» Página
┌────────

Diante da resposta evasiva deste gestor tive que fazer alguns esclarecimentos. Antes de tudo disse para ele que, realmente, a Igreja não é uma democracia no sentido que estamos acostumados a entender esse termo. No âmbito político atual entende-se por democracia a vontade da maioria da população de um país ou de um continente, manifestada através do voto, de um plebiscito ou mesmo de um referendum. Por democracia, no sentido comum do termo, entende-se a obrigação que os governantes e os políticos têm de agir com transparência, respeitando a autonomia dos três poderes (legislativo, executivo e judiciário) e respeitando a vontade da maioria manifestada em algumas ocasiões. Por democracia entende-se ainda uma série de direitos e de deveres individuais e sociais garantidos pela Declaração Universal dos Direitos Humanos e pelas Constituições dos diversos países.

└────────

» Dados de trabalho
┌────────

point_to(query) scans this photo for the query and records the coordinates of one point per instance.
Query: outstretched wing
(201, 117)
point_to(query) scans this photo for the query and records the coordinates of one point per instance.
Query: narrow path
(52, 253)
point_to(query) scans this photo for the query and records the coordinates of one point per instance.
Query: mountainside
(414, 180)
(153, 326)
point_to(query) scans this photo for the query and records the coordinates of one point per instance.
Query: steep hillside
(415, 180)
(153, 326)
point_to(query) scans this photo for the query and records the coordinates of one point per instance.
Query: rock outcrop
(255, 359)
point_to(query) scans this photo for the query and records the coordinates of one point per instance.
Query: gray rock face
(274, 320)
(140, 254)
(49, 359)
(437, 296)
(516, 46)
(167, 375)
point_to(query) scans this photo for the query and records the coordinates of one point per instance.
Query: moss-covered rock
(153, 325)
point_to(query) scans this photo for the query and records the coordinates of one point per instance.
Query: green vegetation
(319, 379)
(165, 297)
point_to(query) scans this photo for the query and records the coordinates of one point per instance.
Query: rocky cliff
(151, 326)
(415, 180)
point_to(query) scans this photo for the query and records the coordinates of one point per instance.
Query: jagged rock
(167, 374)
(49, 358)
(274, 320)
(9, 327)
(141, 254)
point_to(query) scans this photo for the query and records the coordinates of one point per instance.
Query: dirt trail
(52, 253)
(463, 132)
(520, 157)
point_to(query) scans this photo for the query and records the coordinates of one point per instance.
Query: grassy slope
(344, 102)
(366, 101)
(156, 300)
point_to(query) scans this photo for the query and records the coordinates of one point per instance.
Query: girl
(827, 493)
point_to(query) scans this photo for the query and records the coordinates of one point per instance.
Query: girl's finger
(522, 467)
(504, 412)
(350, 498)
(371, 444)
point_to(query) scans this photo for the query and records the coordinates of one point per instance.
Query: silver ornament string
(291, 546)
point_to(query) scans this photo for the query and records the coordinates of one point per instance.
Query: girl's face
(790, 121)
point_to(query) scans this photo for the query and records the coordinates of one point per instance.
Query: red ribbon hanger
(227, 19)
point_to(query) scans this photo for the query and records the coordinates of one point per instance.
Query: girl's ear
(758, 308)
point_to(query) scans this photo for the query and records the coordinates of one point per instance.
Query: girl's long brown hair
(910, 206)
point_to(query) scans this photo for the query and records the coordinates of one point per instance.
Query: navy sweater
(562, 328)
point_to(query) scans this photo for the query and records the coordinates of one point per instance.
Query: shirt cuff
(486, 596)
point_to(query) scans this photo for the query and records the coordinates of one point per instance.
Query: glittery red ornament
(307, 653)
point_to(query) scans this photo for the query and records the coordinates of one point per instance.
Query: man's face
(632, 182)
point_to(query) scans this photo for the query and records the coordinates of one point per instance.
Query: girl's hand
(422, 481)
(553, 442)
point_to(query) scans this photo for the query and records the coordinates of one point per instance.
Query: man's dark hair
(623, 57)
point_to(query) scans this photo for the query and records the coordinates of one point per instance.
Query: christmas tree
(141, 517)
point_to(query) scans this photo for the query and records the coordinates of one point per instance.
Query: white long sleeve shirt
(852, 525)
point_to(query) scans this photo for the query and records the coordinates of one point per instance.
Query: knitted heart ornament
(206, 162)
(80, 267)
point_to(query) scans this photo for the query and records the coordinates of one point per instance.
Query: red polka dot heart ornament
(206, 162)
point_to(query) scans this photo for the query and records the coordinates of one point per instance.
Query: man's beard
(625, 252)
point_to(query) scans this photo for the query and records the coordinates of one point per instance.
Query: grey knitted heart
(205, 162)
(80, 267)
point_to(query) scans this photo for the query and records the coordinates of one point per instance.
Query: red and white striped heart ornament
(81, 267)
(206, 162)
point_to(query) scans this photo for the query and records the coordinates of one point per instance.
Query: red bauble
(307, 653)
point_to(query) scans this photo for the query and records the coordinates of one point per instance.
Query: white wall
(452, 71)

└────────

» Tarefas
1. Indique se cada afirmação abaixo concorda com o texto sobre democracia, respondendo sim ou não e citando literalmente as palavras do texto que decidem a questão.
(a) O texto diz que a Igreja não é uma democracia no sentido habitual do termo.
(b) Os três poderes mencionados são o legislativo, o executivo e o judiciário.
(c) Os direitos e deveres individuais e sociais são garantidos apenas pelas Constituições dos países.
2. Por favor, mostre todas as linhas dos registros que contêm a palavra "long", levando em conta a diferença entre maiúsculas e minúsculas.

» Resultados
1.
(a) Sim: "a Igreja não é uma democracia no sentido que estamos acostumados a entender esse termo".
(b) Sim: "(legislativo, executivo e judiciário)".
(c) Não: "garantidos pela Declaração Universal dos Direitos Humanos e pelas Constituições dos diversos países".

2.
Query: girl's long brown hair
Query: white long sleeve shirt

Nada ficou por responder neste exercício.